§ **TASK DESCRIPTION**:
Render every line of the items below as a numbered list, skipping blank lines. Leave the pictures out of the answer.

§ **RECORDS FOR THIS EXERCISE**:
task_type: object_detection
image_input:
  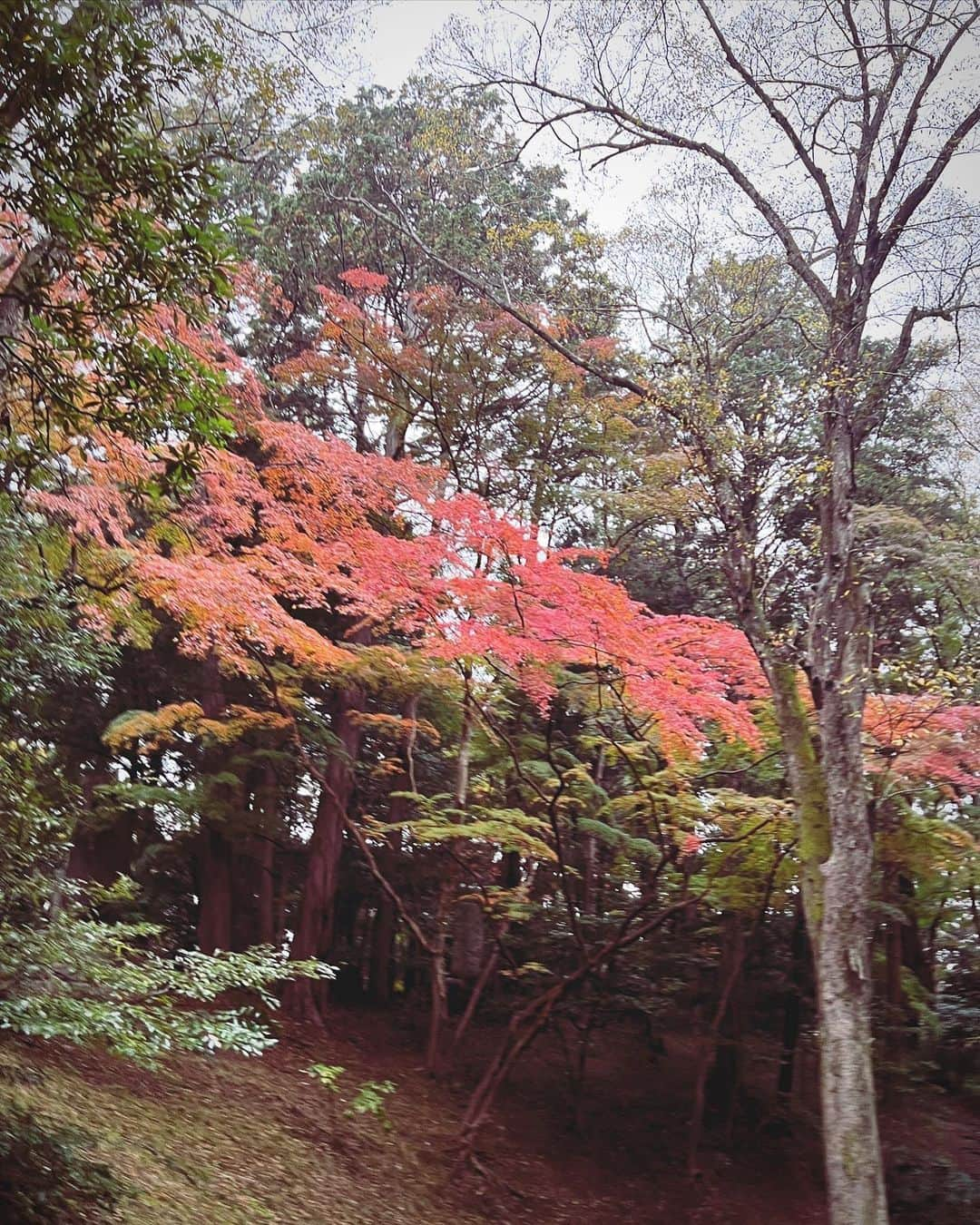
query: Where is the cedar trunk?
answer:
[283,687,364,1024]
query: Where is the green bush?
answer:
[888,1152,980,1225]
[0,1103,123,1225]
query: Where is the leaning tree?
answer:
[441,0,980,1225]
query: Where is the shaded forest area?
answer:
[0,0,980,1225]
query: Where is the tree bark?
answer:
[283,687,364,1024]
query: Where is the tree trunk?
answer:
[777,906,806,1102]
[197,826,231,953]
[808,355,888,1225]
[283,689,364,1024]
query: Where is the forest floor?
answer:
[0,1009,980,1225]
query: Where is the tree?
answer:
[0,0,240,477]
[456,0,980,1225]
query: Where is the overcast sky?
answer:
[358,0,651,233]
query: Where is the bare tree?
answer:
[448,0,980,1225]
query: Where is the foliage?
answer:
[0,887,333,1066]
[0,0,230,477]
[0,1102,122,1225]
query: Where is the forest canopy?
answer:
[0,0,980,1225]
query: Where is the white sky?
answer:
[357,0,651,233]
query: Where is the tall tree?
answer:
[456,0,980,1225]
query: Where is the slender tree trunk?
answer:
[777,907,806,1102]
[197,826,231,953]
[808,355,888,1225]
[283,689,364,1024]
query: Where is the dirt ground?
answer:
[0,1009,980,1225]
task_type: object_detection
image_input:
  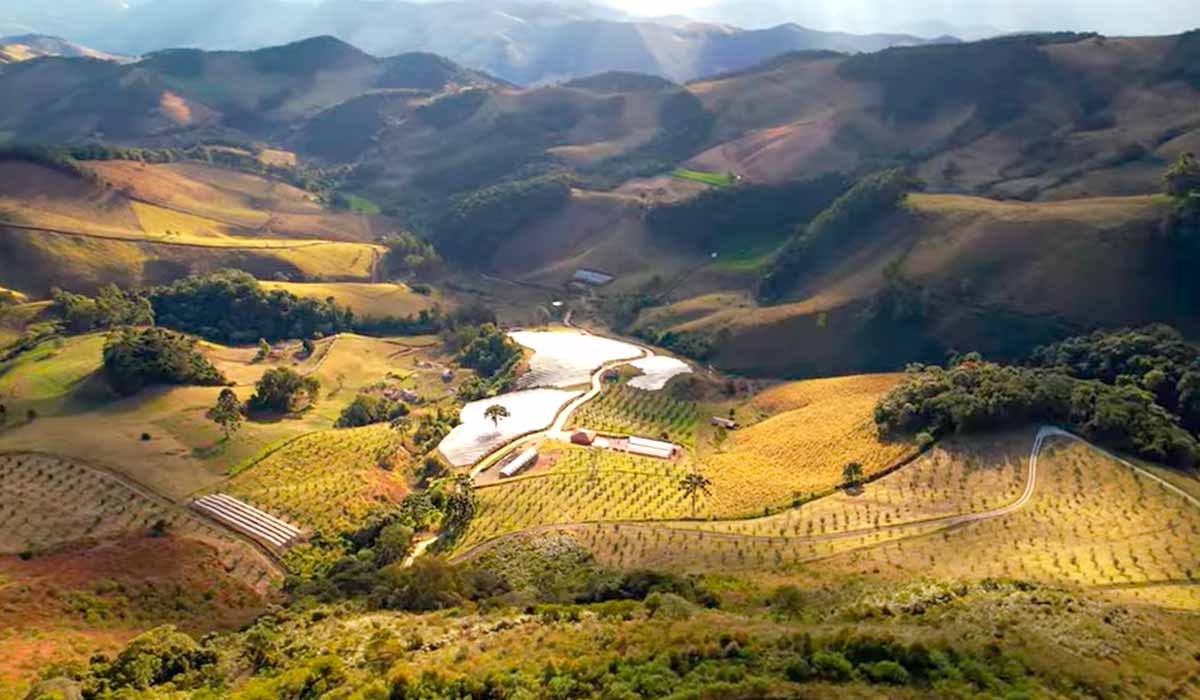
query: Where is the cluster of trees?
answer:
[414,88,488,128]
[587,89,716,187]
[50,285,154,333]
[103,328,227,396]
[383,231,442,275]
[875,328,1200,467]
[1031,324,1200,433]
[145,270,354,343]
[634,325,733,361]
[0,143,350,193]
[646,174,850,252]
[433,173,571,265]
[334,394,408,427]
[442,323,524,401]
[1163,152,1200,270]
[46,270,496,343]
[838,32,1085,123]
[758,170,923,303]
[247,367,320,414]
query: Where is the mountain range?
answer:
[0,0,949,84]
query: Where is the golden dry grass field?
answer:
[472,429,1200,610]
[0,162,390,295]
[700,375,914,516]
[0,334,455,498]
[262,281,450,318]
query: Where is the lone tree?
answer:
[484,403,512,430]
[209,387,245,441]
[841,462,863,487]
[679,472,713,517]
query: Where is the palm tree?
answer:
[841,462,863,487]
[484,403,512,430]
[679,472,713,517]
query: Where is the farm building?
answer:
[571,430,596,447]
[625,436,679,460]
[571,268,617,287]
[500,448,538,479]
[192,493,301,549]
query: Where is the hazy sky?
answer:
[608,0,1200,35]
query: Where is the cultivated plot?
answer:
[438,389,582,467]
[510,330,644,388]
[629,355,691,391]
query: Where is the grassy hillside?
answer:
[640,193,1194,376]
[689,35,1200,199]
[0,162,383,297]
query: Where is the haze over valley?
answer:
[0,0,1200,700]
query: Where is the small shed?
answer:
[571,430,596,447]
[500,448,538,479]
[626,436,679,460]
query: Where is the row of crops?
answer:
[571,384,700,447]
[227,424,406,534]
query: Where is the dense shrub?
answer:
[646,174,848,252]
[52,285,154,333]
[146,270,354,343]
[1031,324,1200,433]
[758,170,923,301]
[103,328,226,396]
[85,626,217,696]
[875,359,1198,466]
[434,174,571,265]
[414,88,487,128]
[334,394,408,427]
[383,231,442,274]
[250,367,320,413]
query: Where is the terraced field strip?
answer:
[454,426,1099,561]
[191,493,302,549]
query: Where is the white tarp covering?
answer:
[438,389,582,467]
[510,330,642,388]
[629,355,691,391]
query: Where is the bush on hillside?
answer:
[383,231,442,278]
[875,358,1200,467]
[434,174,571,267]
[50,285,154,333]
[146,270,354,343]
[646,174,850,252]
[103,328,226,396]
[758,170,923,303]
[250,367,320,413]
[334,394,408,427]
[1031,324,1200,433]
[414,88,488,128]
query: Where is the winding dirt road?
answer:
[452,425,1200,562]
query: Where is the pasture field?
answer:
[700,375,916,516]
[0,334,455,498]
[260,281,450,318]
[667,431,1028,538]
[0,532,270,700]
[0,333,107,421]
[568,384,700,447]
[822,437,1200,609]
[222,424,408,534]
[509,329,643,388]
[671,168,738,187]
[0,453,275,590]
[460,445,704,548]
[482,430,1200,610]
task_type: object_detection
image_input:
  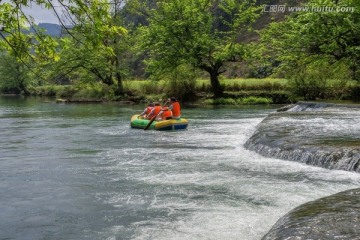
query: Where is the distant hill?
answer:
[38,23,62,37]
[30,23,71,37]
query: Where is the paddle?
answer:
[144,100,167,130]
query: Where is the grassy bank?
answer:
[30,78,360,105]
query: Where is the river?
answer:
[0,97,360,240]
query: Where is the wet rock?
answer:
[262,189,360,240]
[245,102,360,172]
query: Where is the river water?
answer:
[0,97,360,240]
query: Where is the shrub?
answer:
[237,96,273,105]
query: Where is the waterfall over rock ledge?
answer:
[262,189,360,240]
[245,102,360,172]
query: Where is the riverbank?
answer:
[16,78,360,105]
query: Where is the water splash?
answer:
[245,103,360,172]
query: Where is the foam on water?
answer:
[93,113,360,240]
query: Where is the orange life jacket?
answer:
[145,106,154,115]
[161,107,172,120]
[148,106,161,119]
[171,102,181,117]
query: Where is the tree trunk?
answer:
[209,69,224,98]
[115,72,124,96]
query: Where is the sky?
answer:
[0,0,62,24]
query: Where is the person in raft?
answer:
[140,102,154,119]
[148,102,161,119]
[156,107,173,121]
[167,97,181,119]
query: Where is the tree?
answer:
[0,52,31,95]
[138,0,259,97]
[0,0,130,95]
[262,0,360,79]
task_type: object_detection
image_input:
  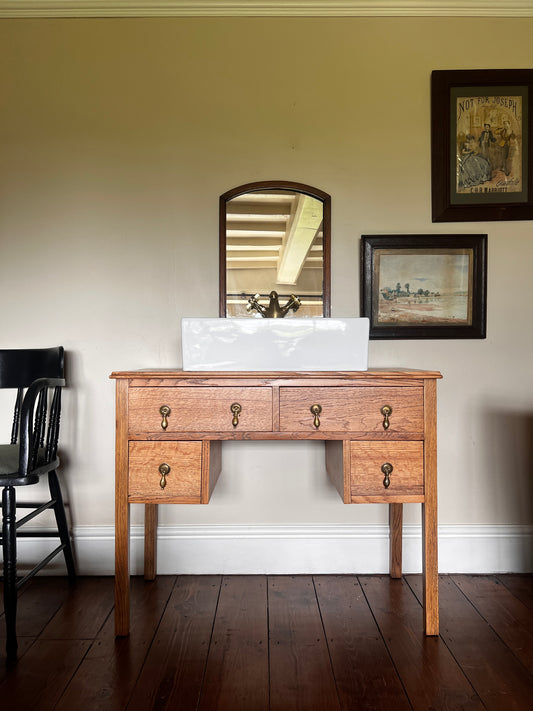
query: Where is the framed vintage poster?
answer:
[431,69,533,222]
[361,235,487,339]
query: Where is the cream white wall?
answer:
[0,18,533,569]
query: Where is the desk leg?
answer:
[144,504,157,580]
[389,504,403,578]
[115,380,130,637]
[422,380,439,635]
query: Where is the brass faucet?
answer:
[246,291,301,318]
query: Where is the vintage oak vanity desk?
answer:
[111,369,441,635]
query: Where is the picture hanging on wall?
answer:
[361,235,487,339]
[431,69,533,222]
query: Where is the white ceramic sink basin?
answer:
[181,318,369,372]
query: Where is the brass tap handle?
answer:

§ **THE ANSWER**:
1. task_type: object_detection
2. image_input:
3. query: Where is the cedar trunk?
4. answer:
5. [283,687,364,1024]
6. query: Where is the green bush?
7. answer:
8. [888,1152,980,1225]
9. [0,1103,123,1225]
10. query: Where is the leaning tree?
11. answer:
12. [441,0,980,1225]
13. query: Where is the shaded forest area?
14. answer:
15. [0,0,980,1225]
16. query: Where is the tree bark?
17. answer:
18. [283,687,364,1024]
19. query: Where is the tree trunk?
20. answer:
21. [777,906,806,1102]
22. [197,826,231,953]
23. [808,355,888,1225]
24. [283,689,364,1024]
25. query: Where is the forest floor?
26. answer:
27. [0,1009,980,1225]
28. query: Where is the tree?
29. answer:
30. [0,0,240,477]
31. [456,0,980,1225]
32. query: Where is the overcast sky?
33. answer:
34. [358,0,651,233]
35. query: Where is the bare tree?
36. answer:
37. [448,0,980,1225]
38. query: Where is the foliage?
39. answer:
40. [0,887,333,1066]
41. [0,0,230,477]
42. [0,1102,122,1225]
43. query: Where is the forest canopy?
44. answer:
45. [0,0,980,1225]
46. query: Where is the white sky?
47. answer:
48. [357,0,651,233]
49. query: Where is the tall tree?
50. answer:
51. [456,0,980,1225]
52. query: Where is the slender tree trunk?
53. answer:
54. [777,907,806,1102]
55. [197,826,231,953]
56. [808,355,888,1225]
57. [283,689,364,1024]
58. query: Where is the dirt ground?
59. answer:
60. [0,1009,980,1225]
61. task_type: object_detection
62. image_input:
63. query: Where is the cluster of trees?
64. answer:
65. [414,88,488,128]
66. [587,89,716,187]
67. [50,285,154,333]
68. [103,328,227,396]
69. [383,231,442,275]
70. [875,328,1200,467]
71. [1031,324,1200,433]
72. [145,270,354,343]
73. [634,325,733,361]
74. [0,143,350,193]
75. [646,174,850,252]
76. [433,173,571,265]
77. [334,394,408,427]
78. [442,323,524,401]
79. [1163,152,1200,270]
80. [46,270,496,343]
81. [838,32,1085,123]
82. [758,170,923,303]
83. [247,367,320,414]
84. query: Where is the mountain range?
85. answer:
86. [0,0,949,84]
87. query: Where is the golden dry grass field?
88. answer:
89. [472,429,1200,610]
90. [0,162,390,295]
91. [700,375,914,516]
92. [0,334,455,498]
93. [262,281,450,318]
94. query: Where is the lone tree?
95. answer:
96. [484,403,512,430]
97. [209,387,245,441]
98. [841,462,863,487]
99. [679,472,713,517]
100. query: Where is the palm tree?
101. answer:
102. [841,462,863,487]
103. [484,403,512,430]
104. [679,472,713,517]
105. query: Where is the farm building?
106. answer:
107. [571,430,596,447]
108. [625,436,679,460]
109. [571,268,617,287]
110. [500,448,538,479]
111. [192,493,301,549]
112. query: Where is the hazy sky?
113. answer:
114. [608,0,1200,35]
115. query: Where is the cultivated plot?
116. answer:
117. [438,389,582,467]
118. [510,330,644,388]
119. [629,355,691,391]
120. query: Where is the grassy hillside?
121. answer:
122. [640,193,1194,376]
123. [689,35,1200,199]
124. [0,162,383,297]
125. query: Where is the haze over valley?
126. answer:
127. [0,0,1200,700]
128. query: Where is the small shed?
129. answer:
130. [571,430,596,447]
131. [500,448,538,479]
132. [626,436,679,460]
133. query: Where is the row of crops?
134. answer:
135. [571,384,700,447]
136. [227,424,406,534]
137. query: Where is the dense shrub?
138. answer:
139. [646,174,848,252]
140. [52,285,154,333]
141. [146,270,354,343]
142. [1031,324,1200,433]
143. [758,170,923,301]
144. [103,328,226,396]
145. [85,626,217,696]
146. [875,359,1198,466]
147. [434,174,571,265]
148. [414,88,487,128]
149. [334,394,408,427]
150. [383,231,442,274]
151. [250,367,320,413]
152. query: Where is the terraced field strip?
153. answer:
154. [454,426,1099,561]
155. [191,493,302,549]
156. query: Where is the white tarp covering?
157. answer:
158. [438,389,582,467]
159. [510,330,642,388]
160. [629,355,691,391]
161. query: Where is the bush on hillside?
162. answer:
163. [383,231,442,278]
164. [875,358,1200,467]
165. [434,174,571,267]
166. [50,285,154,333]
167. [146,270,354,343]
168. [646,174,850,252]
169. [103,328,226,396]
170. [758,170,923,303]
171. [250,367,320,413]
172. [334,394,408,427]
173. [1031,324,1200,433]
174. [414,88,488,128]
175. query: Where is the winding dirt road?
176. answer:
177. [452,425,1200,562]
178. query: Where is the pasture field?
179. answer:
180. [700,375,916,516]
181. [0,334,455,498]
182. [260,281,450,318]
183. [667,431,1028,538]
184. [0,532,270,700]
185. [0,333,107,421]
186. [568,384,700,447]
187. [822,437,1200,609]
188. [222,424,408,534]
189. [509,329,643,388]
190. [671,168,738,187]
191. [0,453,275,590]
192. [460,445,704,548]
193. [482,430,1200,610]
194. task_type: object_detection
195. image_input:
196. query: Where is the distant hill?
197. answer:
198. [38,23,62,37]
199. [30,23,71,37]
200. query: Where is the paddle?
201. answer:
202. [144,100,167,130]
203. query: Where is the grassy bank?
204. answer:
205. [30,78,360,105]
206. query: Where is the river?
207. answer:
208. [0,97,360,240]
209. query: Where is the wet rock?
210. answer:
211. [262,189,360,240]
212. [245,102,360,172]
213. query: Where is the river water?
214. answer:
215. [0,97,360,240]
216. query: Where is the shrub?
217. answer:
218. [237,96,273,105]
219. query: Where is the waterfall over rock ledge?
220. answer:
221. [262,189,360,240]
222. [245,102,360,172]
223. query: Where is the riverbank?
224. answer:
225. [16,78,360,105]
226. query: Where is the water splash?
227. answer:
228. [245,103,360,172]
229. query: Where is the foam on water?
230. answer:
231. [93,113,360,240]
232. query: Where is the orange life jacket?
233. answer:
234. [145,106,154,115]
235. [161,107,172,120]
236. [148,106,161,119]
237. [171,102,181,117]
238. query: Where is the tree trunk?
239. answer:
240. [209,69,224,98]
241. [115,72,124,96]
242. query: Where is the sky?
243. answer:
244. [0,0,62,24]
245. query: Where is the person in raft?
246. answer:
247. [140,102,154,119]
248. [148,102,161,119]
249. [156,107,173,121]
250. [167,97,181,119]
251. query: Where is the tree?
252. answer:
253. [0,52,31,95]
254. [138,0,259,97]
255. [0,0,130,95]
256. [262,0,360,79]
257. task_type: object_detection
258. image_input:
259. query: Where is the framed vintage poster?
260. answer:
261. [431,69,533,222]
262. [361,235,487,339]
263. query: Where is the cream white wall?
264. answer:
265. [0,18,533,569]
266. query: Where is the desk leg?
267. answer:
268. [144,504,157,580]
269. [389,504,403,578]
270. [115,380,130,637]
271. [422,380,439,635]
272. query: Where is the brass faucet?
273. answer:
274. [246,291,301,318]
275. query: Where is the vintage oak vanity desk?
276. answer:
277. [111,369,441,635]
278. query: Where is the picture hanging on wall?
279. answer:
280. [361,235,487,339]
281. [431,69,533,222]
282. query: Where is the white ceramic sink basin?
283. answer:
284. [181,318,369,372]
285. query: Where is the brass tap handle?
286. answer:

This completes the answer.